* Exercise
Look through the listing below and write out exactly the lines from the line with "Where can the blue" to the line with "Where can the protest", both included, and no others.

* Input data
----------

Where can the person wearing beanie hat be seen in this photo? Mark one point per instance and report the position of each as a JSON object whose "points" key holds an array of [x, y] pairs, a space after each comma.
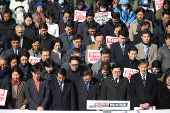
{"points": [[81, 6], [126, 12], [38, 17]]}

----------

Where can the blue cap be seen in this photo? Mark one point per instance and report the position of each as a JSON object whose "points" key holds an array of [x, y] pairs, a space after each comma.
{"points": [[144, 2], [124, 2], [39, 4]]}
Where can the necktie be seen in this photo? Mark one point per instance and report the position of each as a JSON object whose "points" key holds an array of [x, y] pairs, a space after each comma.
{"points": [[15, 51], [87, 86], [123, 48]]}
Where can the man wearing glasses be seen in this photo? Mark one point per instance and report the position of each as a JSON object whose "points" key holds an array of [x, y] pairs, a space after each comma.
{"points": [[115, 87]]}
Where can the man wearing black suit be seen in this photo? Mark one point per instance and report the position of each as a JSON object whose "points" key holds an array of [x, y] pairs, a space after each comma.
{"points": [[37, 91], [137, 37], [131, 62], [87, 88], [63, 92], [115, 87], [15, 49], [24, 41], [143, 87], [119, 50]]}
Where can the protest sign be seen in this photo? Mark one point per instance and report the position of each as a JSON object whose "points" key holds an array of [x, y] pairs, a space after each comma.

----------

* Exercise result
Where can the blue cap be seen in this photo? Mark one point per instance and report the position of each as a JSON object whose "points" key holds an array of [x, y] pairs, a space after each comma.
{"points": [[144, 2], [124, 2], [39, 4]]}
Where can the necktie be seen in this photo? Mark one point per instance and report the position of each as a JSON object whose "points" key holds an array of [x, y] pairs, a space after each comma.
{"points": [[15, 51], [87, 86], [123, 48]]}
Where can the man wearing glasses be seen in this photo? Mark one point per instance and report the position of each as a JSON object whose "points" key holds an array of [x, y] pairs, a space after each comma.
{"points": [[115, 87]]}
Where can the man wearing black suit be seen in this photo? Mark one point per instance and report the position of each as a JSON object whose "points" key holds an array of [x, y] pairs, a space after each comma.
{"points": [[37, 91], [137, 37], [131, 62], [87, 88], [63, 92], [115, 87], [15, 49], [24, 41], [143, 87], [119, 50]]}
Where can the protest sign be seen in this photo? Mark one point per instance and report the position of each as a JSON object whose "points" key holds an array of [x, y] pairs, a space after each comma.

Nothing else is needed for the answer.